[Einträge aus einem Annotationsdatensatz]
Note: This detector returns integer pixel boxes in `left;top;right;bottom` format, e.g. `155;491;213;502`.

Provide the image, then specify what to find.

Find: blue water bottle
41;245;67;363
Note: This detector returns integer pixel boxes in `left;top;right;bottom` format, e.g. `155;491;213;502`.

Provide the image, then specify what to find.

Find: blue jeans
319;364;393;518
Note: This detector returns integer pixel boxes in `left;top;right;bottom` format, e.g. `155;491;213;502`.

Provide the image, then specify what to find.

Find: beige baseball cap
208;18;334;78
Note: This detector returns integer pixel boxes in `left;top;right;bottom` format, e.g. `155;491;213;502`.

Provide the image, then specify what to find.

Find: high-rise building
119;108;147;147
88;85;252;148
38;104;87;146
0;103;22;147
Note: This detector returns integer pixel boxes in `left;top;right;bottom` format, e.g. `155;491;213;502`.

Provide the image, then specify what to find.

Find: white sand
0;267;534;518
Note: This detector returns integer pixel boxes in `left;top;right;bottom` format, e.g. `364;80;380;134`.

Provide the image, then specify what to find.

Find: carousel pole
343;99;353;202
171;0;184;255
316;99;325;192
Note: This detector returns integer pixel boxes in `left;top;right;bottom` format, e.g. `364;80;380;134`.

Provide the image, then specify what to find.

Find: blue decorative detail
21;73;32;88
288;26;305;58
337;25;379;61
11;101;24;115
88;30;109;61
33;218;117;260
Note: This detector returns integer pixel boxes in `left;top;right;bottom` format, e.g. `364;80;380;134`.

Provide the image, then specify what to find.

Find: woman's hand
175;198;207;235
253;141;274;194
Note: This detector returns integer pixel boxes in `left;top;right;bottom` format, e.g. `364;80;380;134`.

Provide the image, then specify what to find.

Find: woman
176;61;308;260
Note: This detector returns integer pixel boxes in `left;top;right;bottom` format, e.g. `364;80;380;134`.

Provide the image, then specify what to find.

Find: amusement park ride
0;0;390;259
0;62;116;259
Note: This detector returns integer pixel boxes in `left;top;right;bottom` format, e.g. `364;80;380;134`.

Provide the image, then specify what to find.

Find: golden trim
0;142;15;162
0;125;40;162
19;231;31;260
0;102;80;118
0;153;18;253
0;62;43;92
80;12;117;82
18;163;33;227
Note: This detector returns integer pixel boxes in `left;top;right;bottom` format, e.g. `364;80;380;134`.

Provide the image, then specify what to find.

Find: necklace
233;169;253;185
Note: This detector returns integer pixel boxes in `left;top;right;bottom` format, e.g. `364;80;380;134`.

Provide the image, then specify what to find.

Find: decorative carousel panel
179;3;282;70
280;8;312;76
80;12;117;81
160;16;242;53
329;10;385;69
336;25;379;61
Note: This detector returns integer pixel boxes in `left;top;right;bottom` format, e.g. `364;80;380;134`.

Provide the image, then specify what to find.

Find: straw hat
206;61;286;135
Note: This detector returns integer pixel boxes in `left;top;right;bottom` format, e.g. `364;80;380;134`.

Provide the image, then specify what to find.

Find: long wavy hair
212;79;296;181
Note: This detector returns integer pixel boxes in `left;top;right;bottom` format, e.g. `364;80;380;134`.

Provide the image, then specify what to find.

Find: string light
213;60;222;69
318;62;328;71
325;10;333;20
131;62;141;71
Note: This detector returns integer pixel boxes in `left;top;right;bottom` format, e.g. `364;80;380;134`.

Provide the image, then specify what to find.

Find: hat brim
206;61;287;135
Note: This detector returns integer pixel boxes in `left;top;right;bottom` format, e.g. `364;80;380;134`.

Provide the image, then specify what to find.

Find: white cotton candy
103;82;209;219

> _ARBEITSAUFTRAG_: Gib sämtliche Zeilen der obigen Auflistung Zeichen für Zeichen unverändert zurück.

> _ANTWORT ZUR AUFGABE_:
Note: This detector returns integer pixel boxes in `left;top;right;bottom` format, e.g. `155;491;213;502`.

Provide the image, then specify what to find.

Find: blue water bottle
41;245;67;363
Note: This detector returns integer pixel boxes in `left;top;right;bottom` format, e.g. `155;491;213;502`.

Provide the image, then specify what to find.

Find: blue jeans
319;364;393;518
Note: This detector returns integer pixel boxes in `left;top;right;bottom` format, e.g. `155;491;213;502`.

Provide the image, then specify what to find.

Find: beige baseball cap
208;18;334;78
Note: This detector returns integer pixel boxes in `left;top;right;bottom` format, e.g. `155;491;213;502`.

Provide the image, then specify what to find.

Find: high-rise building
119;108;147;147
88;85;252;148
38;104;87;146
0;103;22;147
Note: This detector returns integer pixel boxes in `left;top;right;bottom` format, e.g. `155;491;213;502`.

Provide the image, then specify what to find.

Find: white sand
0;267;534;518
Note: This detector returns integer pixel boxes in `left;top;right;bottom` format, e.g. `364;80;380;134`.

Provide the image, then specify what to find.

Find: carousel pole
343;99;353;202
171;0;184;255
316;99;325;192
Note: This detector returns integer pixel boxes in `left;top;right;bottom` format, e.g. `364;80;380;134`.

Provide the image, then specify what to find.

Find: blue decorative detail
21;73;32;88
288;26;305;58
337;25;379;61
11;101;24;115
88;30;109;61
33;218;117;260
Note: This detector returns integer pixel boxes in `left;top;right;bottom` format, e.g. `364;80;380;134`.

Provide the image, then specify what to find.

Find: woman's hand
175;198;207;235
253;141;274;194
Note: This detector returns integer pixel boxes in `left;top;right;bottom` format, e.g. `364;80;380;134`.

Provide the image, then specify what to find.

Find: woman
176;61;308;260
Note: This detector returns integer pixel boxes in `left;top;right;bottom` format, e.g. `364;80;380;134`.

Provide the image, then specify what to find.

Find: amusement park ride
0;0;390;259
0;62;116;259
Note: This detector returns integer pixel boxes in `left;top;right;bottom` format, e.g. `364;80;380;134`.

Provide the image, then specify what to find.

Find: golden trim
0;142;15;162
0;125;40;162
19;231;31;260
0;102;80;118
0;153;18;253
0;62;43;92
80;12;117;82
18;163;33;227
Note: This detector returns integer pixel boxes in `left;top;right;bottom` format, e.g. `364;80;380;134`.

Provide the image, then specify what to find.

Find: necklace
233;169;253;185
Note: This detector returns integer pixel boxes in `left;top;right;bottom` format, e.g. `364;80;380;134`.

Provide the image, then specify what to find.

Find: decorative carousel panel
179;3;282;70
280;8;312;76
80;12;117;81
160;16;242;53
329;10;385;69
336;25;379;61
Note: This detector returns integer pixel boxes in `left;top;right;bottom` format, e.g. `364;80;380;134`.

Provide the image, then specify what to find.

Find: straw hat
206;61;286;135
Note: This detector returns integer pixel boxes in `left;top;right;bottom` format, e.g. `364;80;380;134`.

Provide the image, then specify what to find.

Find: long wavy hair
212;79;296;181
Note: This detector returns integer pixel boxes in `left;top;right;bottom` format, e.g. `364;80;380;134`.

Provide the image, then specify what to find.

Find: string light
213;60;222;69
318;62;328;71
325;10;333;20
131;62;141;71
Note: This detector returns integer pixel boxes in `left;top;right;bottom` format, e.g. `364;80;380;134`.

Provide the image, then specify what to find.

Find: hat brim
206;61;287;135
Note: This detector returns integer pixel boxes in `left;top;right;bottom` format, e.g. `364;80;380;134`.

Provide the image, then specify what to find.

Find: white cotton candy
103;82;209;219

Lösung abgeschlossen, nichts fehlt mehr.